▶ Source document
I've thought about that but I'm genuinely concerned about my capacity given my health issues. The scope of this mess would require way more hours than I can physically handle right now. I think my best approach is to document everything thoroughly, provide a detailed explanation of what needs fixing, and help the owner find the right professional to take on the project. I'm going to create a comprehensive findings report with specific recommendations they can share with whoever they hire. The retained earnings issue seems to stem from three main problems: uncategorized owner contributions, improperly recorded asset sales, and several years of unreconciled accounts. I'll highlight these in my report.

0 coins

Isla Fischer

•

The balance sheet discrepancies are actually the most concerning part here. If assets were sold but still on the books, or missing liabilities weren't recorded, there could be serious tax implications beyond just the retained earnings being off. My advice? Tell the owner they need a CPA firm to do a proper reconstruction. This is beyond a bookkeeping cleanup - it's potentially a tax compliance issue that needs professional handling. Be clear that whoever does this needs to be experienced with tax reconstruction, not just general bookkeeping. In my experience, these situations almost always involve improper handling of owner transactions - personal expenses run through the business, undocumented loans/contributions, and assets moved in/out without proper documentation.

▶ To do
**a)** List the three main problems that the bookkeeping discussion names as the source of the retained earnings issue.
**b)** Print the stretch of the bookkeeping discussion from "I've thought about" through "in my report.".
**c)** Write what comes next in the bookkeeping discussion, picking up after its final sentence.
The material after this point is separate from the bookkeeping discussion.

▶ Data extract
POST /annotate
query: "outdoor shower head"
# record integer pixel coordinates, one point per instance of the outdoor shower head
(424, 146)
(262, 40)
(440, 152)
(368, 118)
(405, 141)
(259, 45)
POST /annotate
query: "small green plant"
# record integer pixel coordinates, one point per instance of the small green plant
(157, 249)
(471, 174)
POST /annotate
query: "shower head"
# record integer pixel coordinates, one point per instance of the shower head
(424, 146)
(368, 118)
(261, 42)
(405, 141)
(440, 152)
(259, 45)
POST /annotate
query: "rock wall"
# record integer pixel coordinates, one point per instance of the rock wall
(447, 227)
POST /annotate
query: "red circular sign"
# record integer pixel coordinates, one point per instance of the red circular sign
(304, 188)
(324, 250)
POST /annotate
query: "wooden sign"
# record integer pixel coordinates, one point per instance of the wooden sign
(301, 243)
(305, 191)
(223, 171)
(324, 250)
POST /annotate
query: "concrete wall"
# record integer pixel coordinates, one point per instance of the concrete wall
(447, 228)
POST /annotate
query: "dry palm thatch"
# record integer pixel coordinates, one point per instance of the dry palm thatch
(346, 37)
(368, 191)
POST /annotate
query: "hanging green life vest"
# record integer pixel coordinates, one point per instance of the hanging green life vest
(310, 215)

--

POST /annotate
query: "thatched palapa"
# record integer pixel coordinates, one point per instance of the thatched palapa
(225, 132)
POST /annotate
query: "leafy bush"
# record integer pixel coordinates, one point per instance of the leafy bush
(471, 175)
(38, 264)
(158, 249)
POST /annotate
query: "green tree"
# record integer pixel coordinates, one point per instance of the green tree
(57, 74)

* * *

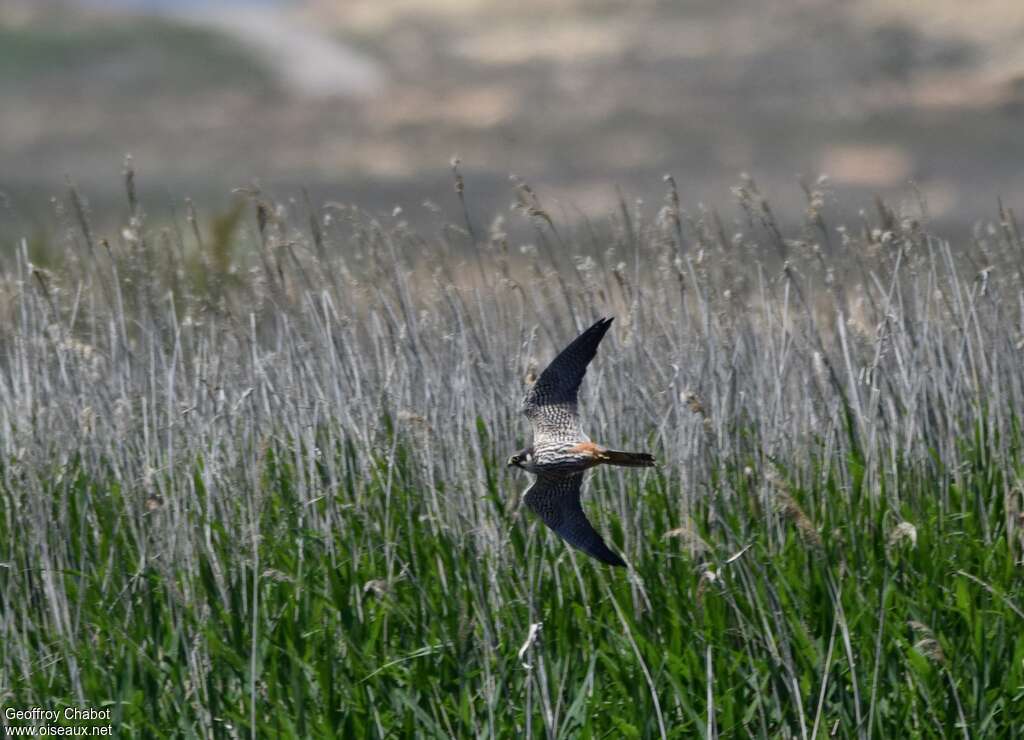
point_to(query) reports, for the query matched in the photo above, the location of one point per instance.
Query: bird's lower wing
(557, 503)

▶ Exercise responses
**a)**
uncategorized owner contributions
improperly recorded asset sales
several years of unreconciled accounts

**b)**
I've thought about that but I'm genuinely concerned about my capacity given my health issues. The scope of this mess would require way more hours than I can physically handle right now. I think my best approach is to document everything thoroughly, provide a detailed explanation of what needs fixing, and help the owner find the right professional to take on the project. I'm going to create a comprehensive findings report with specific recommendations they can share with whoever they hire. The retained earnings issue seems to stem from three main problems: uncategorized owner contributions, improperly recorded asset sales, and several years of unreconciled accounts. I'll highlight these in my report.

**c)**
0 coins

Mason Stone

•

You've hit the nail on the head - the owner transactions are definitely a big part of the problem. I've already noticed several instances where personal expenses were categorized as business expenses, and there are multiple undocumented "loans" that look suspiciously like distributions. I'll make sure to emphasize the tax compliance angle in my recommendations. Thanks for reinforcing that this is beyond standard bookkeeping cleanup!

0 coins

Miguel Ramos

•

This is a classic case of why proper accounting oversight is crucial from day one. A $340k retained earnings discrepancy with phantom assets and missing liabilities screams "get professional help immediately." You're absolutely right to maintain your boundaries - this isn't a part-time bookkeeping job, it's a full-scale forensic accounting project. The fact that the previous person was making changes to closed years is particularly concerning from a compliance standpoint. My recommendation: Create a detailed memo outlining all the issues you've discovered, estimate the scope of work required (likely 200+ hours), and strongly recommend they engage a CPA firm that specializes in accounting reconstructions. Make it clear this is a separate project requiring specialized expertise. Don't feel guilty about saying no - you were hired for current operations, not to fix years of mess. The owner created this situation by not investing in proper accounting from the start. Your job is to identify the problems and recommend solutions, not to sacrifice your health trying to fix everything yourself. Document everything, recommend qualified professionals, and stick to your boundaries. That's the most responsible approach for everyone involved.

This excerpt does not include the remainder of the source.